BEGIN TEXT UNDER STUDY
Crete gets a direct mention in Toy Theory through the mythical automaton Talos. Constructed by the smith god Hephaestus, this giant bronze warrior patrolled the island’s coast (pictured here), defending it from attack by hurling rocks at hostile ships. There seem to be very few visual representations of Talos, with none in the Archaeological Museum in Chania, and Google turning up little more than a coin with a winged figure (c.300 BCE), and a column-krater with a painting of his defeat by Argonauts (c.450 BCE). There is a small park named after him near Chania’s Venetian harbour. None of these traces give a sense of either his metal construction or his giant scale. For a depiction worthy of this Bronze Age robot we have to turn to Ray Harryhausen’s animated special effects in the 1963 film Jason and the Argonauts.
Talos features in Toy Theory’s chapter on robots, in which I tease out toys and automata from a tangle of genealogical threads and technological imaginaries. My discussion of him relies on Adrienne Mayor’s wonderful book Gods and Robots: myths, machines and ancient dreams of technology (2018). There is a wealth of historical and critical literature on automata that note both their toy-like characteristics and their remarkable propensity to embody contemporaneous technological paradigms and imaginaries (my co-authored book, New Media: a critical introduction (Lister et al 2009) is the best starting point). Actual ancient automata were powered by hydraulics or steam, the eighteenth century’s clockwork-figured cosmology was epitomised in the programmable androids of Vaucanson and the Jacquet-Droz family, and from the late twentieth century information technology, cybernetics and genetic manipulation are realised and allegorised in robots, cellular automata, software agents, bots, videogame NPCs and Artificial Intelligence.
From this perspective, Talos was a phantasmagorical expression of a Bronze Age technological imaginary. In form, material, workings, and processes of manufacture Talos was rooted in the actual technics of his time, extrapolated through divine intervention into fully realising his imaginary potential. Hephaestus himself did not simply will his creations into being through divine power, he physically forged, cast and assembled them, and Talos’ powers of animation and autonomous behaviour were possible due to the tube of ichor that ran through his hollow body. Ichor is a divine substance – the blood of the gods, but is figured as the primary transformative material of the Bronze Age: molten metal.
Strictly speaking though, automata as self-moving entities are not allegories of their respective technological paradigms, but synecdochical of them: made from the same materials and mechanisms and rendered toy-like in their scale and manipulability (this is a key argument about the technocultural significance of toys that runs through Toy Theory).
END TEXT UNDER STUDY
ACTIONS TO TAKE >>
[1] In the passage on Talos, what allowed Talos to move and act on his own?
[2] Continue the passage on Talos and automata from the point where it stops.
The rows play no part in this work.
BEGIN GIVEN RECORDS
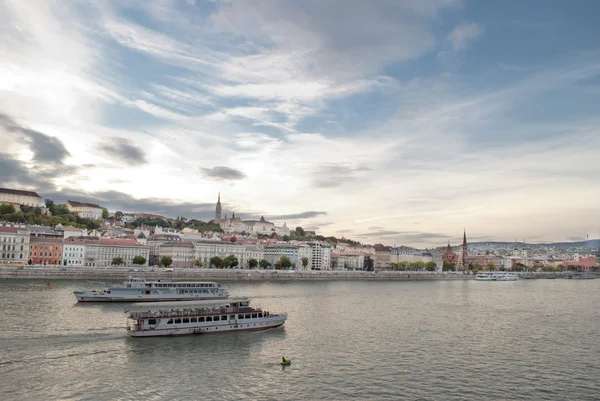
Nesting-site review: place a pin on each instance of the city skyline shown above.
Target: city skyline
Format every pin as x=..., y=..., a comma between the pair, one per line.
x=395, y=123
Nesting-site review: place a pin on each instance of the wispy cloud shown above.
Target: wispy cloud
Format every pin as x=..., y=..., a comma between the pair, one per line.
x=123, y=151
x=334, y=108
x=223, y=173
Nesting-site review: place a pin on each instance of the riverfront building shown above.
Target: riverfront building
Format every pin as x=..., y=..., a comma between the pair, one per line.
x=45, y=251
x=85, y=210
x=181, y=253
x=14, y=244
x=102, y=252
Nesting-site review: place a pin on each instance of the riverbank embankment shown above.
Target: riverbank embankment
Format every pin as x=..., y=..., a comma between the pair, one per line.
x=219, y=275
x=233, y=275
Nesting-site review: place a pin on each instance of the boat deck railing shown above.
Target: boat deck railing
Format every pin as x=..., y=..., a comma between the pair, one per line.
x=191, y=312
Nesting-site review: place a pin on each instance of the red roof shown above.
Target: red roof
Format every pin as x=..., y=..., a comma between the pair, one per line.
x=586, y=262
x=117, y=242
x=42, y=240
x=12, y=230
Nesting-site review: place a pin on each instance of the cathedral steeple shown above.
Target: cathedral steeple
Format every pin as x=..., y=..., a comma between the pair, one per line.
x=218, y=209
x=464, y=251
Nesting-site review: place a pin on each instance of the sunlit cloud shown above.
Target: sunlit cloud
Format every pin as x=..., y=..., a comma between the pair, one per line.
x=359, y=119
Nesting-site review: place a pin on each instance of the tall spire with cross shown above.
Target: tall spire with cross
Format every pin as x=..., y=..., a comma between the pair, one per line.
x=464, y=251
x=218, y=209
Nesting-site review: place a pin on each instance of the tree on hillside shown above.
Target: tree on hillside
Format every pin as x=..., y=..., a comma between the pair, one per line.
x=285, y=262
x=50, y=206
x=90, y=224
x=7, y=209
x=419, y=265
x=449, y=266
x=216, y=262
x=231, y=261
x=430, y=266
x=139, y=260
x=60, y=210
x=117, y=261
x=166, y=261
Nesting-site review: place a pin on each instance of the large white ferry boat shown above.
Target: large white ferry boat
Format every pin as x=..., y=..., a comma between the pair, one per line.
x=206, y=317
x=140, y=290
x=496, y=276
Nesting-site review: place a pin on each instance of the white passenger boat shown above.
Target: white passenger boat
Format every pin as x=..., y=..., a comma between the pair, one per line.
x=140, y=290
x=202, y=317
x=496, y=276
x=581, y=276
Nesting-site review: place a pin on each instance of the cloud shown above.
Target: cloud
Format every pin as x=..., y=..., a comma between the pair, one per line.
x=405, y=237
x=336, y=174
x=14, y=171
x=115, y=200
x=297, y=216
x=464, y=34
x=45, y=165
x=123, y=151
x=223, y=173
x=331, y=35
x=457, y=41
x=46, y=149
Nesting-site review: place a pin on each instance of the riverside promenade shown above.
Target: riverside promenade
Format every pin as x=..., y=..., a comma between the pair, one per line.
x=217, y=274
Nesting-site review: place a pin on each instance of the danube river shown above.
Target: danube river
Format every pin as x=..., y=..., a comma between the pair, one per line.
x=432, y=340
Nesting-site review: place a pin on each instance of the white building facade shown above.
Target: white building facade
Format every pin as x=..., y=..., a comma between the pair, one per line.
x=14, y=244
x=102, y=252
x=321, y=256
x=85, y=210
x=181, y=253
x=205, y=250
x=73, y=253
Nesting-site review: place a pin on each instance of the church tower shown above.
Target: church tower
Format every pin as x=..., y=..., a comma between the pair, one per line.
x=463, y=255
x=218, y=209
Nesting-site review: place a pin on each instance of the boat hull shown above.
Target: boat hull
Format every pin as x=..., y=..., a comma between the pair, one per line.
x=86, y=298
x=266, y=324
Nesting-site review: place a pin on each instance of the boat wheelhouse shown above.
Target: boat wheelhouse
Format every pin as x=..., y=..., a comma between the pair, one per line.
x=140, y=290
x=581, y=276
x=202, y=317
x=496, y=276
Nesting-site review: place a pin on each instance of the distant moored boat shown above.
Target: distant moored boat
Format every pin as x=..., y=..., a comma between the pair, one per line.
x=497, y=276
x=140, y=290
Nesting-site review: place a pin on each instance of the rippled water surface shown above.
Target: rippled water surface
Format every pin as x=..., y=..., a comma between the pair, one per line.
x=531, y=339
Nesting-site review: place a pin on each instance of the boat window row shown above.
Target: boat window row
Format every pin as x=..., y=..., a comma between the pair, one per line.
x=202, y=319
x=161, y=285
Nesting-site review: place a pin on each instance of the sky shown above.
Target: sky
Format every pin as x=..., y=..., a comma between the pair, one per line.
x=399, y=122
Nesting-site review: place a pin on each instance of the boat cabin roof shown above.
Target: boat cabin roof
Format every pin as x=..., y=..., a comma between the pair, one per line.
x=188, y=304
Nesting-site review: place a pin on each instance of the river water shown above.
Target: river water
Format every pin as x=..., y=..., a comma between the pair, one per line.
x=437, y=340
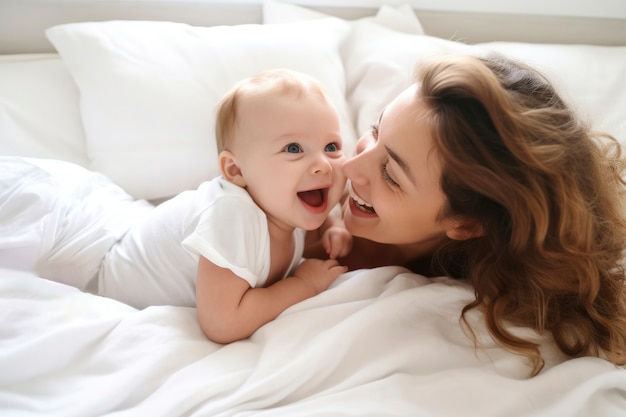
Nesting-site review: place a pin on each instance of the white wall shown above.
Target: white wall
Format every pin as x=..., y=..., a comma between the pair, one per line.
x=611, y=9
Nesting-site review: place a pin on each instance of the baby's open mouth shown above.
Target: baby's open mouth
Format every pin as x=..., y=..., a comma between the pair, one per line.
x=361, y=204
x=314, y=198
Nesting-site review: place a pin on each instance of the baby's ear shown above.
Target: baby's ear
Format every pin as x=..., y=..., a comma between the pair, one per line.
x=230, y=168
x=464, y=229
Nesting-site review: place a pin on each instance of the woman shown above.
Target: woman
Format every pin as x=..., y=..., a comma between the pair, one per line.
x=480, y=171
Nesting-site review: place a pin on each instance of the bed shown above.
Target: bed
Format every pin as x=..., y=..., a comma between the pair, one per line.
x=112, y=101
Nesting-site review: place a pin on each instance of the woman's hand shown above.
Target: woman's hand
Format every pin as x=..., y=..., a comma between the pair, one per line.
x=318, y=273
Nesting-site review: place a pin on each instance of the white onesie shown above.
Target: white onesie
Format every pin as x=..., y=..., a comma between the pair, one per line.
x=156, y=261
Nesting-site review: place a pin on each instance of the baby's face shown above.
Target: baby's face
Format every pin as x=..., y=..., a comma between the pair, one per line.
x=289, y=150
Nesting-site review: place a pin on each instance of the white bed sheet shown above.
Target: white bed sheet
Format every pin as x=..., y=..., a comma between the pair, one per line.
x=381, y=342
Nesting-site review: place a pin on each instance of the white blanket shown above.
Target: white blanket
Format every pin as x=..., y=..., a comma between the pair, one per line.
x=380, y=342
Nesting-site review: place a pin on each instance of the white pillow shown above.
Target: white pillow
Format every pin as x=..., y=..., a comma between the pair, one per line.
x=39, y=114
x=148, y=90
x=380, y=63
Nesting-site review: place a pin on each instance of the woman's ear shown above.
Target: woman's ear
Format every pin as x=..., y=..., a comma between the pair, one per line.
x=230, y=168
x=464, y=229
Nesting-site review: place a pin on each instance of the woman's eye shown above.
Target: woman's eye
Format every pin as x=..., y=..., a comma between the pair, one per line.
x=386, y=177
x=332, y=147
x=293, y=148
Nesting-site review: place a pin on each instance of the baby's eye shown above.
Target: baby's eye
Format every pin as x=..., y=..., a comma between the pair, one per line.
x=293, y=148
x=332, y=147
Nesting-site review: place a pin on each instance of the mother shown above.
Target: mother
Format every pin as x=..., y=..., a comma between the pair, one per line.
x=480, y=171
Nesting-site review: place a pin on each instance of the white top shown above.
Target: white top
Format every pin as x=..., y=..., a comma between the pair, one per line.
x=156, y=261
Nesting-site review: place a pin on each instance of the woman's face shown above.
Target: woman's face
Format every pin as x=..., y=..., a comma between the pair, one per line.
x=394, y=179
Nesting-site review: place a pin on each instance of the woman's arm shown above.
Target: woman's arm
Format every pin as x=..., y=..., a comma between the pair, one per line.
x=331, y=239
x=229, y=309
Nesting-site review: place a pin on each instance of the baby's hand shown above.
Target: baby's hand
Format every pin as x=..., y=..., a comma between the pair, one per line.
x=337, y=242
x=319, y=273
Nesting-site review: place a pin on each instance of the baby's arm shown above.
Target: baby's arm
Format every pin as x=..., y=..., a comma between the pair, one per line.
x=331, y=239
x=229, y=309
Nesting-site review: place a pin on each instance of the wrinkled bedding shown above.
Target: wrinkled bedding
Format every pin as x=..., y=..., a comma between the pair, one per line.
x=378, y=342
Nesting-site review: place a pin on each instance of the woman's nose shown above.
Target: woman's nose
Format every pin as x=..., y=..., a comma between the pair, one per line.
x=355, y=168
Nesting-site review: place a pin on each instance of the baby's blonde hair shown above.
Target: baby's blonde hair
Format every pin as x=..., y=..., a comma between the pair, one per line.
x=270, y=82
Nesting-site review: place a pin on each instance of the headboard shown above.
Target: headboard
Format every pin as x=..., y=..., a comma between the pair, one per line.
x=22, y=22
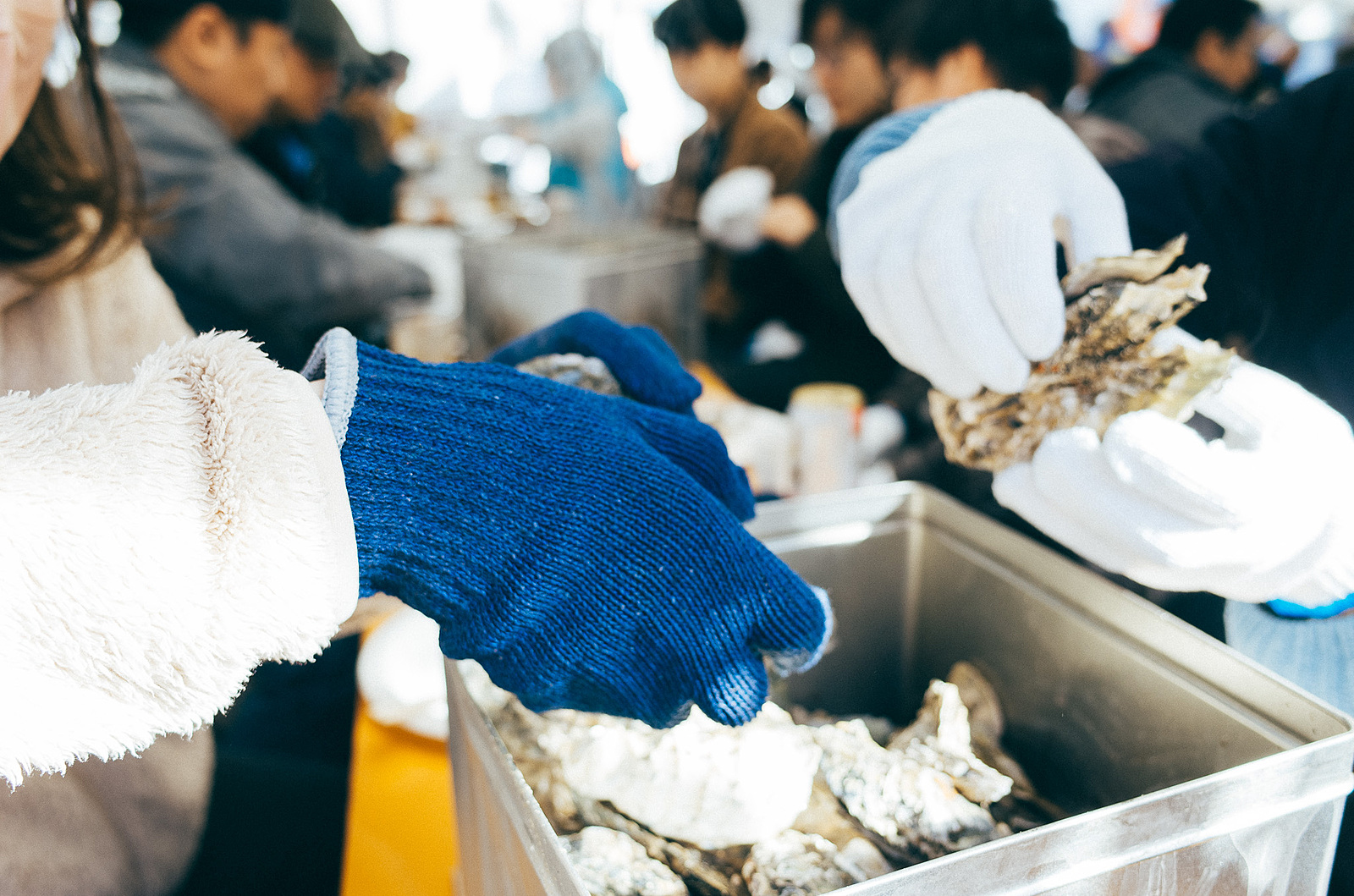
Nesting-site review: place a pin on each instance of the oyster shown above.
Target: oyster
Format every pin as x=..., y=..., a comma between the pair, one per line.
x=796, y=864
x=905, y=798
x=941, y=739
x=701, y=781
x=1109, y=363
x=703, y=872
x=613, y=864
x=582, y=371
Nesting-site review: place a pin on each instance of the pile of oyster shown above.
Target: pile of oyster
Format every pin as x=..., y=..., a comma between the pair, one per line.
x=790, y=805
x=1110, y=363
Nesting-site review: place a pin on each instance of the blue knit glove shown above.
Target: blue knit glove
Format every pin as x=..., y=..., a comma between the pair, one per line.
x=575, y=544
x=640, y=359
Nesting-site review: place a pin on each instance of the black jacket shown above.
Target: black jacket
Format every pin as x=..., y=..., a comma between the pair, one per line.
x=1164, y=97
x=1269, y=203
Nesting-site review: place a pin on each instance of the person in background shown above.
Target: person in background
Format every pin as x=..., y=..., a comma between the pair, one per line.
x=320, y=50
x=581, y=130
x=963, y=287
x=191, y=79
x=704, y=42
x=81, y=304
x=794, y=277
x=354, y=142
x=1207, y=56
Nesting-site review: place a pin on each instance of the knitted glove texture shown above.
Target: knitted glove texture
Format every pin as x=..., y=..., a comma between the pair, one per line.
x=575, y=544
x=645, y=366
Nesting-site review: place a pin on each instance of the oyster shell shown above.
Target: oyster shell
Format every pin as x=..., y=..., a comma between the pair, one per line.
x=796, y=864
x=581, y=371
x=941, y=739
x=701, y=783
x=613, y=864
x=905, y=798
x=1107, y=367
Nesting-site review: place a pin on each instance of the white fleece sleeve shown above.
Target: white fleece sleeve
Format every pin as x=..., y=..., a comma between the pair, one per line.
x=157, y=541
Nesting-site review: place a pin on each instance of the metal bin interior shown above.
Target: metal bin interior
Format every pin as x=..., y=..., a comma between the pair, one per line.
x=1189, y=767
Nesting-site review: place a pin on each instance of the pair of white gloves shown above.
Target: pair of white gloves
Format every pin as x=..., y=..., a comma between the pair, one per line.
x=948, y=250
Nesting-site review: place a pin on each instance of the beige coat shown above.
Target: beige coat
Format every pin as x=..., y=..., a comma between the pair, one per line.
x=129, y=826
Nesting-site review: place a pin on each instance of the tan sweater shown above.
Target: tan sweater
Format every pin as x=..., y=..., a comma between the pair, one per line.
x=129, y=826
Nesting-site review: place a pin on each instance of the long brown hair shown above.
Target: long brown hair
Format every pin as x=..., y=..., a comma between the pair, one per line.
x=69, y=158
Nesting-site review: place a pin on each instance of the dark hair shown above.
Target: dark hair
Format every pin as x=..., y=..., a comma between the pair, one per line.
x=1186, y=20
x=65, y=162
x=864, y=16
x=153, y=20
x=1024, y=41
x=685, y=25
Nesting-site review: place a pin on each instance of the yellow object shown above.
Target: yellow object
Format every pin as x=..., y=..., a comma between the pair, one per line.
x=401, y=827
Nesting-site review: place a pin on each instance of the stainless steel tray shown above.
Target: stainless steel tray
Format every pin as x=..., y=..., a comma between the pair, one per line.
x=1193, y=771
END GIVEN RECORDS
OUTPUTS BY TASK >>
[1] The tube of ichor that ran through his hollow body.

[2]
But, why is it important to assert that automata are toys? Toy-like attributes are more consistent in automata than would first appear and go to the heart of their experimental, simulacral and performative character. Even those with natural-philosophical and scientific pretensions are characterised by a playfulness, a spectacular, wondrous or quasi-magical mode of presentation and public reception, revelling in the marvellousness of artifice and technical ingenuity.
Here are four ways that the automaton overlaps the toy. The first addresses the practical and the technical: the toy is the most suitable technocultural form for the embodiment, instantiation and public demonstration of new technologies, material forces, and their relationships. A toy is a concentration or condensation of materials, ideas, aesthetics, forces and mechanisms into a figure easily grasped by the hand, eye and imagination.
Second, these are highly sophisticated and expensive machines, but ones with no straightforward instrumental end: they are generative of knowledge, wonder and reflection but not of power or goods – luxurious and useless, they resonate with toy-like aspects of consumer culture to follow in the nineteenth century.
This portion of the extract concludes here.